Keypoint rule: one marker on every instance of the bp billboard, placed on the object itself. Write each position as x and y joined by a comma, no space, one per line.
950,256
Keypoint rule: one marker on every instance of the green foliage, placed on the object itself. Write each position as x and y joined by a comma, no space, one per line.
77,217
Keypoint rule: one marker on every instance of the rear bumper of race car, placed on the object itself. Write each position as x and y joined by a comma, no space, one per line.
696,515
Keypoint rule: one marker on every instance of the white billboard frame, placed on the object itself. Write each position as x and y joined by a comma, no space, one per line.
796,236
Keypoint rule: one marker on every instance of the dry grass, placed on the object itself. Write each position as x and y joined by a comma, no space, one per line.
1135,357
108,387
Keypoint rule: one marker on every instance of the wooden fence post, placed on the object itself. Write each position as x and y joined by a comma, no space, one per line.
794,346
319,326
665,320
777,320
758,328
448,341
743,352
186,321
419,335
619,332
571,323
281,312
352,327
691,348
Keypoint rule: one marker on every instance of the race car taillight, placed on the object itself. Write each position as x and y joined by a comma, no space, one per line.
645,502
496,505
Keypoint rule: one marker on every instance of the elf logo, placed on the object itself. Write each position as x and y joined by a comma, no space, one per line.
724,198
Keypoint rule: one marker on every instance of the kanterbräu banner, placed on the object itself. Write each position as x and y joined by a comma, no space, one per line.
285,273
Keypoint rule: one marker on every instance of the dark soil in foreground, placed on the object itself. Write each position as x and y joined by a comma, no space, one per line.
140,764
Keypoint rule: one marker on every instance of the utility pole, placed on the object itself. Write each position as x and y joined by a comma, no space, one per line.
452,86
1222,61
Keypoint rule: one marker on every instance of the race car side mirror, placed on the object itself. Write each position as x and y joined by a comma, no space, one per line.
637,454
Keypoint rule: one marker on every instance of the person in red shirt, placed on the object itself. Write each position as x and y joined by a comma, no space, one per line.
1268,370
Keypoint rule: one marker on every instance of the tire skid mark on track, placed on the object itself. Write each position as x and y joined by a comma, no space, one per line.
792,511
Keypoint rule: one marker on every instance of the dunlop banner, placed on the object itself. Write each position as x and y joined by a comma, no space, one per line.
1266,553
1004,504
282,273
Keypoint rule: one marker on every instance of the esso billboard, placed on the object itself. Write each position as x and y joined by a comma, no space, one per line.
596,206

********************

# ACTIVITY
Give the data back in full, exactly as written.

# COMPLETED EXERCISE
Keypoint rule: one marker on every instance of the bp billboard, placed on the object itself. Write each position as x and y joined by a comma, no space, one per line.
950,256
Keypoint rule: one marker on every instance of the green foliage, placed on the object itself. Write each position as x and y joined by a comma, no space, one per line.
77,217
Keypoint rule: one marker on every instance of the rear bumper of race car, placed on the object itself. Write each position as x and y joined by a comma, no space, one per line.
696,515
Keypoint rule: one marker on every instance of the white billboard frame, placed on the object itself. Write each position as x and y joined by a comma, no space, one per line.
796,236
Keypoint rule: one marker on every instance of the dry grass, placed on the object itself. Write each position as x and y joined by a comma, no space, one per line.
1135,357
108,387
Keypoint rule: one marker on every instance of the wooden fence post, placed on the object itself. Write each position as x and y joined by a comma, no space, one per line.
794,346
319,326
665,320
777,320
758,328
448,341
743,352
186,321
419,335
619,332
571,323
281,312
352,327
691,348
Keypoint rule: one marker on every instance of the race car taillight, placed on the object itself. Write each position as x and y joined by a comma, no space, one per line.
645,502
496,505
Keypoint rule: one marker on every instance of the elf logo, placed on the object itself. Write each position as x and y joined by a comma, no space, one per line.
724,198
Keypoint rule: one marker on every instance of the kanterbräu banner, placed on the object itself. Write each position as x and y joined by a comma, no space, one per line.
285,273
Keypoint rule: one marker on every instance of the dark soil in foreground, placed on the object itself. Write each position as x and y joined by a comma, no space, one per line.
140,764
Keypoint rule: one marker on every instance of the utility pole, placed on the object itself. Write each position as x and y joined by a comma, no space, one per line.
452,86
1222,61
Keypoint rule: one marker on every instance of the race car side mirror, placed on the object itself. Write each position as x and y joined by a comma, no space, one per line.
637,454
Keypoint rule: one marker on every instance of the person in red shirt, placed on the object itself. Write each position as x and y joined by a comma, no space, one per line.
1268,370
Keypoint rule: one marker on every instance of the tire skid mark on track, placed on the object itself. Write each position as x and y joined by a comma, no space, one per line.
792,511
Keypoint rule: one marker on every instance of the dunlop banner, placed on the object itself. Write each position as x and y joined by a comma, no space, one per line.
1266,553
1004,504
282,273
Keypoint rule: one marker on every instance of the esso billboard, placed on the object itself. Write each position as x and y joined by a comma, no space, one per line.
596,206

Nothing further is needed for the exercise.